# Kutipan Sumber:
★ ★ ★

Oleh; Wahyudi
Kekeringan
akibat el Nino menjadi tradisi yang menganggu produktivitas pertanian. Implikasinya
berbuah menjadi “masalah klasik pangan” berupa kekurangan stok beras, jalan
impor pun menjadi solusi akhir dan janji swasembada pangan akan tetap relevan
dipertanyakan.
Perubahan
iklim dan cuaca ekstrim yang tak menentu menjadi realitas yang harus dihadapi dunia
pertanian. Disinilah mau tidak mau manusia harus makin tanggap dan cerdas
menangkap tanda-tanda daulat alam (el nino). Dengan sikap tanggap dan cerdas
itulah, begitu lonceng el Nino datang, peta wilayah yang kemungkinan berpotensi
kekeringan sudah siap ditangan.
Kita
sadari, satu fakta fenomena alam ini bukanlah tugas ringan. Namun, sikap
tanggap dan cerdas itu syogiyanya dimiliki oleh jajaran pemerintah. Setidaknya
agar kita tidak kecolongan kesekian kalinya, seperti bencana asap yang terus
terjadi dan terjadi.

★ ★ ★

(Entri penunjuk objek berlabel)
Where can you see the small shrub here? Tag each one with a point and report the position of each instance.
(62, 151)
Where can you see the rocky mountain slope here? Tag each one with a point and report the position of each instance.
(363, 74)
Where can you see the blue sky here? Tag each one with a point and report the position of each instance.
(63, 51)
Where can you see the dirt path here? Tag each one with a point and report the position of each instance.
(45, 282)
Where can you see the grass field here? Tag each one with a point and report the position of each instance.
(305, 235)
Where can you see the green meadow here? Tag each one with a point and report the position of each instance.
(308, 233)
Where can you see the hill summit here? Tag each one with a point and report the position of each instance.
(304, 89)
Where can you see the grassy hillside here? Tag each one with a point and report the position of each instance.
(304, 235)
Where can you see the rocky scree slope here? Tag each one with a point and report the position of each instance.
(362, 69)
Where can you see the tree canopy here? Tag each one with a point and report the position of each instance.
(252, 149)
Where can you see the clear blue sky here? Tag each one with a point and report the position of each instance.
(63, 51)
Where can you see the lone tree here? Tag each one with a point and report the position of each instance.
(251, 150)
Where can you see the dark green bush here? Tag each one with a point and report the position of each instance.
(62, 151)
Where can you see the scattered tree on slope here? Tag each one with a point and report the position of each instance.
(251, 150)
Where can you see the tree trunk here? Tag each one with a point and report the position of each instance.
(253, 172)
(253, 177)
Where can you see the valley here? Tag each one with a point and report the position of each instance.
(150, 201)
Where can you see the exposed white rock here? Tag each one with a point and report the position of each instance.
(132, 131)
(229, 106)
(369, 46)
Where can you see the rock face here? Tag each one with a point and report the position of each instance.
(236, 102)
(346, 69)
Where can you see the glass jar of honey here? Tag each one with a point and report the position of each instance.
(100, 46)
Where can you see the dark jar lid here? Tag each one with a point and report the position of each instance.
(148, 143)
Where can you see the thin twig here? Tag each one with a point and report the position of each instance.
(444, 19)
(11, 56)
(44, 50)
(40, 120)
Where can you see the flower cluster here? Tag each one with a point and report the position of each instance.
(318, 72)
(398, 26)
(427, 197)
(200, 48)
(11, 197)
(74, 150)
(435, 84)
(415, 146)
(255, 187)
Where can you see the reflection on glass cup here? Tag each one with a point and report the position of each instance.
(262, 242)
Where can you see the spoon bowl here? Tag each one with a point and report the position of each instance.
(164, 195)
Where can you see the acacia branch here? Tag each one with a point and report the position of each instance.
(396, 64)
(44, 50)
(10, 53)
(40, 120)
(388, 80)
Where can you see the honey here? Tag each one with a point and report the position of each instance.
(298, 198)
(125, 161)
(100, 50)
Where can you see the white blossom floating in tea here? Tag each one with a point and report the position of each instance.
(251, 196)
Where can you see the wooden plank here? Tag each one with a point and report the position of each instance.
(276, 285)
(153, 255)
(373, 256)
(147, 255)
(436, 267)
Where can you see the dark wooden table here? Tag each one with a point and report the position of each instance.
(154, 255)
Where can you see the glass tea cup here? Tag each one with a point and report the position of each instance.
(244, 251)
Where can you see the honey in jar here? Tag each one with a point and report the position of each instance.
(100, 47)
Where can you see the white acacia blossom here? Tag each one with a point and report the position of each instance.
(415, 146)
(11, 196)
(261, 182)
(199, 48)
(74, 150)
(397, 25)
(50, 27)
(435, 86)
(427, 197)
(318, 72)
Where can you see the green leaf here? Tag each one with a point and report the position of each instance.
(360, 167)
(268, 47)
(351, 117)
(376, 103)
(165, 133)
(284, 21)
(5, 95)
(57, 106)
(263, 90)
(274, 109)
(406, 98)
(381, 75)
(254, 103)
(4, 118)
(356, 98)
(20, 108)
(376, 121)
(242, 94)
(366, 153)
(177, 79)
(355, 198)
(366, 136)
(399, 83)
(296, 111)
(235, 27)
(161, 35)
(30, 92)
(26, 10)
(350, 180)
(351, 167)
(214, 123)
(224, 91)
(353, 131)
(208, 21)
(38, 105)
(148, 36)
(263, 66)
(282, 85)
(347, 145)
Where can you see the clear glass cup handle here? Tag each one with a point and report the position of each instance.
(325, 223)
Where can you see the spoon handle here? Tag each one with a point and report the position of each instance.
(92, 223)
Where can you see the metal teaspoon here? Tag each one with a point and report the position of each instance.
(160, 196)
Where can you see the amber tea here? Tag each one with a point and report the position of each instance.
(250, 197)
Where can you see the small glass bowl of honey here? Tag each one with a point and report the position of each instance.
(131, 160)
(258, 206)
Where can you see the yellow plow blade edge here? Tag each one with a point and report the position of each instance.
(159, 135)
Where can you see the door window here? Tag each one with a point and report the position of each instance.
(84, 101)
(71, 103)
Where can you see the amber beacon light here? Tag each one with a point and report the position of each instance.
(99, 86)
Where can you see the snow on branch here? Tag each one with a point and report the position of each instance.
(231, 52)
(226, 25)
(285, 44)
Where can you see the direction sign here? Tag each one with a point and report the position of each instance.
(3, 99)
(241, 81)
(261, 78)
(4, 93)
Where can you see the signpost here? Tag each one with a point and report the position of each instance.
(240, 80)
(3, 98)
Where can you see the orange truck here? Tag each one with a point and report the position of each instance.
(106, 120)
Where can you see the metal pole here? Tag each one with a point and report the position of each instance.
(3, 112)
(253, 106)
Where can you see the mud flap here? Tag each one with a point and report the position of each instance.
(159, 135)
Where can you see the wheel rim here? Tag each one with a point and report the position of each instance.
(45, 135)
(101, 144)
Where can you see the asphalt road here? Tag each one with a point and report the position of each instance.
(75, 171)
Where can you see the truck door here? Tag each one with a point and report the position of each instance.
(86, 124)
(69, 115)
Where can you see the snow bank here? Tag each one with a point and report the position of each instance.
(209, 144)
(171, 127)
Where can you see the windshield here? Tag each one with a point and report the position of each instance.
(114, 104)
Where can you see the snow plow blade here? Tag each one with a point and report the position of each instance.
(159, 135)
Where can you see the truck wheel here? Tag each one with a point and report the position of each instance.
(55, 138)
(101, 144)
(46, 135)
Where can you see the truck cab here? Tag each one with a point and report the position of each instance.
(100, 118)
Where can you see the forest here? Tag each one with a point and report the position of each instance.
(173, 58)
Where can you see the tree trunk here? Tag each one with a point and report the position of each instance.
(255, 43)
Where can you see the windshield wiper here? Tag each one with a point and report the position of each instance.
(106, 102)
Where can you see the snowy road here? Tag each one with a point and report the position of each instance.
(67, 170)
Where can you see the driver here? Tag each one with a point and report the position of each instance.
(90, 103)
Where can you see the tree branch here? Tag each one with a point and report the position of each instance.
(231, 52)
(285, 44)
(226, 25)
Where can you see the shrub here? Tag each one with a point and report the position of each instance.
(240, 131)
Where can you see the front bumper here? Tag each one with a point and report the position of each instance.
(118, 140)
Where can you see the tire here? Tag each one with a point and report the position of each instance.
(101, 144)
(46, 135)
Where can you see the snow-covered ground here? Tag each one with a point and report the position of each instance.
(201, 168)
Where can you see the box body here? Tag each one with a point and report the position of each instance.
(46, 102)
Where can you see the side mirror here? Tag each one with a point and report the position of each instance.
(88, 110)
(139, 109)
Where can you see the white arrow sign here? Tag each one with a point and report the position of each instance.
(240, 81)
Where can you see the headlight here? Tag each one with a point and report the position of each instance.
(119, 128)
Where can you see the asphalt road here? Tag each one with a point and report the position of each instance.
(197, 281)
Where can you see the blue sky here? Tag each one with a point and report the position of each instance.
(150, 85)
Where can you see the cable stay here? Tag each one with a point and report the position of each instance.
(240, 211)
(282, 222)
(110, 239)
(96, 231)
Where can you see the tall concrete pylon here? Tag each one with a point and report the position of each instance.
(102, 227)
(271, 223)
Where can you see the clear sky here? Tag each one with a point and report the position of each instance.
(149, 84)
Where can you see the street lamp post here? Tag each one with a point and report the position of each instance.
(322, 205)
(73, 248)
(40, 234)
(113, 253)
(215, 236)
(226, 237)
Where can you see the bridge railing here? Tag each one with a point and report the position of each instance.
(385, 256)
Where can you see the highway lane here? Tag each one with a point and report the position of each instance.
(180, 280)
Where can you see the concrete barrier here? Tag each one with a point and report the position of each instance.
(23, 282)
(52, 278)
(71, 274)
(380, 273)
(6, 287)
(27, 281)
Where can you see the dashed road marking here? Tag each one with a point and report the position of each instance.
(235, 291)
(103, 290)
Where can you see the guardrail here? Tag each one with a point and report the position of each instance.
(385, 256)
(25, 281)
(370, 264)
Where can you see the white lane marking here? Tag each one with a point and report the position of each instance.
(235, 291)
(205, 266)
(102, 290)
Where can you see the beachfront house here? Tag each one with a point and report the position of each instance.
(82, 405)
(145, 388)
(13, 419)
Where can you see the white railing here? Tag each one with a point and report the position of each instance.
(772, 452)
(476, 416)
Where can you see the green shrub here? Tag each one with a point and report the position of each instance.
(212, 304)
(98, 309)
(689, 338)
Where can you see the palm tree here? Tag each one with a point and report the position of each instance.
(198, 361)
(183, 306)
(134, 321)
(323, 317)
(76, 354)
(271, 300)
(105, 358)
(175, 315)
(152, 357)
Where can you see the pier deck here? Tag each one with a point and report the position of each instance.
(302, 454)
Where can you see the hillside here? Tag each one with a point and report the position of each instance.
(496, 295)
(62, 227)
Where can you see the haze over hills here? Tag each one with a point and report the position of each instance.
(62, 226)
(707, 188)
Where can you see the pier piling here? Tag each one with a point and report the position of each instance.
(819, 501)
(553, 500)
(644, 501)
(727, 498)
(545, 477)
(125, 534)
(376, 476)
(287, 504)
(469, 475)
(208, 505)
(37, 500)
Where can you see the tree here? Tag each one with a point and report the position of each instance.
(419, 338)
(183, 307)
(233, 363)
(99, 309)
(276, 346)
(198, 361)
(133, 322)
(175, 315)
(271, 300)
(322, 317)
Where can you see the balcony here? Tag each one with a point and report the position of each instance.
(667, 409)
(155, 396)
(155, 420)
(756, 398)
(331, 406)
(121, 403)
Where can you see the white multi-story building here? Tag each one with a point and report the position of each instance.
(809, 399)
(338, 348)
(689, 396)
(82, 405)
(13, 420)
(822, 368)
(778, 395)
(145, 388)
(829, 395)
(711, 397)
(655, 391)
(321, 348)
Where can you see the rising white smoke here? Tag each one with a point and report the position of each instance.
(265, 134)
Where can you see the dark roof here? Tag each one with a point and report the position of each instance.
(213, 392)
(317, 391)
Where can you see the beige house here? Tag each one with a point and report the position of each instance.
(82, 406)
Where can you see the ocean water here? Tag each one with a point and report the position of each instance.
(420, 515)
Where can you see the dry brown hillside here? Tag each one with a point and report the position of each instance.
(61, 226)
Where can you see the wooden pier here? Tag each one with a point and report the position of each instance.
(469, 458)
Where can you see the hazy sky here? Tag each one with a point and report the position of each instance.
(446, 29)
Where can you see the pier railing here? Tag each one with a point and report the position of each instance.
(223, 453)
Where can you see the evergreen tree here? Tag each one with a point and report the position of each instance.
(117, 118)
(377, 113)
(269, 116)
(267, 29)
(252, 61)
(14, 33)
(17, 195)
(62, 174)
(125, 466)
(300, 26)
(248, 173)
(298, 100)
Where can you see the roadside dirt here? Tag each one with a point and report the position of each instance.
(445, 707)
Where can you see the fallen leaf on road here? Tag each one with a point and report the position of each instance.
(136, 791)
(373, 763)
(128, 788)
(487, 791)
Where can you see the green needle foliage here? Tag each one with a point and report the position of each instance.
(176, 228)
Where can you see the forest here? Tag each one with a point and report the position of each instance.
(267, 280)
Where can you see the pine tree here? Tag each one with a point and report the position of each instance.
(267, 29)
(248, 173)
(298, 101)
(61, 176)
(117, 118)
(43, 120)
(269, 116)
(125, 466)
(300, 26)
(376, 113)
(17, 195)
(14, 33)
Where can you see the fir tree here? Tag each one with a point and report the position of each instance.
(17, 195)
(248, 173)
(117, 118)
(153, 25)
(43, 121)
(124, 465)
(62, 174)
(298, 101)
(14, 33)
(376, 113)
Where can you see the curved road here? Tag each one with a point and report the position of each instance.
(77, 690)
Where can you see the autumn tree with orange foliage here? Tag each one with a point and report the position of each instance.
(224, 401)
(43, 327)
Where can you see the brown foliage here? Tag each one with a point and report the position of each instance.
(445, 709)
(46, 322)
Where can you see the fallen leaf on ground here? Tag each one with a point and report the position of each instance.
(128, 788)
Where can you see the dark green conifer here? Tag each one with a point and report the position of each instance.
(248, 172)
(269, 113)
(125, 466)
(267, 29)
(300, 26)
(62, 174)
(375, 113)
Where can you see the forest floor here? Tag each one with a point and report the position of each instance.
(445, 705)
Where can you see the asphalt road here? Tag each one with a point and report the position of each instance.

★ ★ ★

# Yang Perlu Dikerjakan:
[a] Ringkas teks tentang El Nino dalam dua kalimat.
[b] Sebutkan semua fenomena alam dan bencana yang disinggung dalam teks tentang El Nino.
Gunakan teks tentang El Nino saja sebagai acuan.

# Hasil Pengerjaan:
[a] Kekeringan akibat El Nino terus mengganggu produktivitas pertanian sehingga muncul kekurangan stok beras, impor menjadi solusi akhir, dan janji swasembada pangan tetap dipertanyakan. Karena itu, manusia, terutama jajaran pemerintah, perlu tanggap dan cerdas menangkap tanda-tanda El Nino agar peta wilayah yang berpotensi kekeringan sudah siap dan kita tidak kecolongan lagi seperti pada bencana asap.

[b]
- Kekeringan
- El Nino
- Perubahan iklim
- Cuaca ekstrem yang tak menentu
- Bencana asap